Finch engaged security chief Shane McKenna to help him mastermind a character exercise for Blake Gibbons, the actor who plays Raymond. Gibbons had expressed the desire to visit or to spend the night in jail as background for his recently emancipated character. Unbeknownst to Gibbons, (and to producer Susan Landau Finch) McKenna and a team of two, hulking security guards drove up to the house when Blake was dutifully learning his lines, "arrested him", threw him in the back of a black Suburban, blindfolded him, and took him to an undisclosed location.

There, they locked him up, and inflicted upon him much humiliation, a cold shower and gave him a bed, made of no more than a military-issue wool blanket on a cold floor. Around three o’clock a.m., they threw him out. By then it had dawned on Gibbons that the demonstration was Finch fulfilling his desire to ‘experience’ prison. "First I thought ‘Oh no, what’s Roy going to do without me? Then I thought as these two huge guys were coming after me, what the ----(!) did I do?" recalls Gibbons. Unorthodoxy became the norm with WAKE, a renegade film in which an environment was created where magic could happen for the creative people involved.

The four brothers also took part in two, extensive, taped, unscripted scenes. Beneath the light of the full moon, the brothers re-enacted their past based on the intense source work discovered in the Los Angeles rehearsals. The shack scenes were an opportunity for Finch and Chris Anderson to design sound that worked with the actors’ internal, emotional landscapes. In WAKE, both sound design and music composition was handled by the same creative team. Chris Anderson has composed music for over forty-five scores. Anderson and Finch collaborated together seamlessly and have agreed to work together once again on "Sleepwalking."

Music Supervisor Nic Harcourt, musical director of NPR station KCRW and host of Morning Becomes Eclectic, introduced the filmmakers to Ramsay Midwood’s music. The songs, which offer a sampling of Americana from blues to folk to country, are a perfect fit with the mood and feel of the film. Midwood is currently touring the country singing many of the songs from WAKE. Other songs were provided by Big Sounds International, a division of Emperor Norton Records.

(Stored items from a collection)
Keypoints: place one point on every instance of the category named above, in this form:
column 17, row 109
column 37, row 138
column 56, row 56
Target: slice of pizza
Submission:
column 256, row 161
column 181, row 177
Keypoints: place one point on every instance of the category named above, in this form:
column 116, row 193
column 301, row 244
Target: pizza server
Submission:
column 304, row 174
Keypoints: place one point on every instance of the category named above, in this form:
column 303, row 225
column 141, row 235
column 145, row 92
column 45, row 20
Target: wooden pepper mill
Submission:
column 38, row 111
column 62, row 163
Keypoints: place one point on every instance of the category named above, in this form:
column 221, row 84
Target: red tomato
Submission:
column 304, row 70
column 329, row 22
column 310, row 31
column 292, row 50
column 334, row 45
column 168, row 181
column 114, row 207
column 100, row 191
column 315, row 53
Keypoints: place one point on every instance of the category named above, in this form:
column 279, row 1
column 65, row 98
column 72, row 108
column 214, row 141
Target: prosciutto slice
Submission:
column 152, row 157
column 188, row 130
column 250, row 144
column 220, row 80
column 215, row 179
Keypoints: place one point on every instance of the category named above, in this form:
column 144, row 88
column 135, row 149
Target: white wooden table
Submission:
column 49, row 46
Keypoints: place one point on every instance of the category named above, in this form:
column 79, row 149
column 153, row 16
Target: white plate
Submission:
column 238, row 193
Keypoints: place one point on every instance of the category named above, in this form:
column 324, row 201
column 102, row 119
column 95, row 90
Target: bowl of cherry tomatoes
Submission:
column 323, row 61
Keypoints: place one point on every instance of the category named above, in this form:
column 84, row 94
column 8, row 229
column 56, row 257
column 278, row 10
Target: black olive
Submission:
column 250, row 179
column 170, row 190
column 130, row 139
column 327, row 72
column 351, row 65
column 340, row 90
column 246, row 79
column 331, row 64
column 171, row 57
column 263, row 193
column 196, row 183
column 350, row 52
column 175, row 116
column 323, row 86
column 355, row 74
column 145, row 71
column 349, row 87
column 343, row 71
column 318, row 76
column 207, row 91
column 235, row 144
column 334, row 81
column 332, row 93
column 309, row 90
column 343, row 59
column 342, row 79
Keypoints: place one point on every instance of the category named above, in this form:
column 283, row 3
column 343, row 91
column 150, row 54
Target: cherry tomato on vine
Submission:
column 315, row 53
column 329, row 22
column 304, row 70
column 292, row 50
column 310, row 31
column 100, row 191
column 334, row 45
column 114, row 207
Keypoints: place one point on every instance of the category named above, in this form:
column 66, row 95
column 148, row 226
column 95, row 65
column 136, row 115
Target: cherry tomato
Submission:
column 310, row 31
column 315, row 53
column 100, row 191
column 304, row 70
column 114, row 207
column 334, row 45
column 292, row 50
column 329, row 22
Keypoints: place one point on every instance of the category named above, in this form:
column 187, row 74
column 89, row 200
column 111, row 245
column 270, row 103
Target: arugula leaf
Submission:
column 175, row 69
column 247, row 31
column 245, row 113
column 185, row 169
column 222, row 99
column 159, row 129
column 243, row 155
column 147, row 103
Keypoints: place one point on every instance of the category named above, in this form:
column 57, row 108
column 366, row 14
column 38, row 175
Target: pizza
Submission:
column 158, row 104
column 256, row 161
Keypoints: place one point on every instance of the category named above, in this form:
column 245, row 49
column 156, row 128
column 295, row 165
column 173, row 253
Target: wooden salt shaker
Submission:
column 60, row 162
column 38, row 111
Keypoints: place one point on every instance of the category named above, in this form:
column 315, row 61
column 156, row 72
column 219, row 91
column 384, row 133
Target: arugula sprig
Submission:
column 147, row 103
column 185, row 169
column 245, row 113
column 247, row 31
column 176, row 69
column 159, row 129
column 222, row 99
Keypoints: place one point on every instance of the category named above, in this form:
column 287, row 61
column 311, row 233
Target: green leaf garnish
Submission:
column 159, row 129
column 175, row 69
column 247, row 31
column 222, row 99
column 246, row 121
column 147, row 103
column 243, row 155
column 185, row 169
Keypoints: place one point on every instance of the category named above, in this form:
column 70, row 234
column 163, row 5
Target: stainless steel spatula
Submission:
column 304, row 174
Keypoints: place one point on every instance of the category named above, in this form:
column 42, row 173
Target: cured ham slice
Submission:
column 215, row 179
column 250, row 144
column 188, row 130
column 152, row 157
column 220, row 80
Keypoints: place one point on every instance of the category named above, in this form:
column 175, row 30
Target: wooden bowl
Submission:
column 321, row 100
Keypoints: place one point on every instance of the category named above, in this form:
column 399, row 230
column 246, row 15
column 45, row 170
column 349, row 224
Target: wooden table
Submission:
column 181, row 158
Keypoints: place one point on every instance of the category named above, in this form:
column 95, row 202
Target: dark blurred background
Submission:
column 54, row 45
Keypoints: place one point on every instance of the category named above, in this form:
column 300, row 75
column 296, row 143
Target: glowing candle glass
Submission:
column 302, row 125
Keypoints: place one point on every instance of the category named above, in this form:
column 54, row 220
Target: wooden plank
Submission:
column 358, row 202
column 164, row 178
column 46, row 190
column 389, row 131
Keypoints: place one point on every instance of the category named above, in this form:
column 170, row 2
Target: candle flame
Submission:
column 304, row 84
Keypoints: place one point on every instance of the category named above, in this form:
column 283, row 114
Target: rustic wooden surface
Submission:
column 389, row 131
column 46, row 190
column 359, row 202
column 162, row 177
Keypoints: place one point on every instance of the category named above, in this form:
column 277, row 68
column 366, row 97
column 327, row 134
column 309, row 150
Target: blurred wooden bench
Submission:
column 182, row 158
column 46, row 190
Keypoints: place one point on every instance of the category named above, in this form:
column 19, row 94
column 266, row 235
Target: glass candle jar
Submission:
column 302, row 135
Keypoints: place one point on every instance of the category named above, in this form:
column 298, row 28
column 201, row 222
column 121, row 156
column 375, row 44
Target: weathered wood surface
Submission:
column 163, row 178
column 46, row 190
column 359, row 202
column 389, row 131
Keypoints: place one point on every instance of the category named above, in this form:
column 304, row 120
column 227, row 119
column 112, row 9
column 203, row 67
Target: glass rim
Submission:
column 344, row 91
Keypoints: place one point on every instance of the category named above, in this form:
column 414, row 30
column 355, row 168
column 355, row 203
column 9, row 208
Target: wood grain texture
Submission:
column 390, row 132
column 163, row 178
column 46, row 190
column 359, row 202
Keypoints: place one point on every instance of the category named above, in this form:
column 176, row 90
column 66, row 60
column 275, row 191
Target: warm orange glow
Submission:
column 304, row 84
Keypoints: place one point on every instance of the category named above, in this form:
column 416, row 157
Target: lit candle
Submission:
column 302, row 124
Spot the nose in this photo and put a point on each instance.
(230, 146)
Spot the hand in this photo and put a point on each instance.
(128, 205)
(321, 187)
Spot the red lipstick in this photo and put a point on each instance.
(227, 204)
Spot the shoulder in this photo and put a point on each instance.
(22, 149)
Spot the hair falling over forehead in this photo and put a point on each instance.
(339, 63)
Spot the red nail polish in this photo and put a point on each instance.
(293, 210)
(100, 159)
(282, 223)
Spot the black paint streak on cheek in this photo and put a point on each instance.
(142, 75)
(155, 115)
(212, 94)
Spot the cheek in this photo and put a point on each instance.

To be done
a: In the WAKE text, which radio station is Nic Harcourt the musical director of?
b: Duplicate the WAKE text from "Music Supervisor Nic" up to and including "Emperor Norton Records.".
c: Summarize the WAKE text in two sentences.

Answers to the exercises
a: NPR station KCRW.

b:
Music Supervisor Nic Harcourt, musical director of NPR station KCRW and host of Morning Becomes Eclectic, introduced the filmmakers to Ramsay Midwood’s music. The songs, which offer a sampling of Americana from blues to folk to country, are a perfect fit with the mood and feel of the film. Midwood is currently touring the country singing many of the songs from WAKE. Other songs were provided by Big Sounds International, a division of Emperor Norton Records.

c: Finch and security chief Shane McKenna staged a surprise "arrest" and lockup for actor Blake Gibbons, who had wanted to experience jail as background for his character Raymond. The film also included unscripted scenes by the four brothers, sound design and music by Finch and composer Chris Anderson, and songs by Ramsay Midwood, to whom music supervisor Nic Harcourt introduced the filmmakers.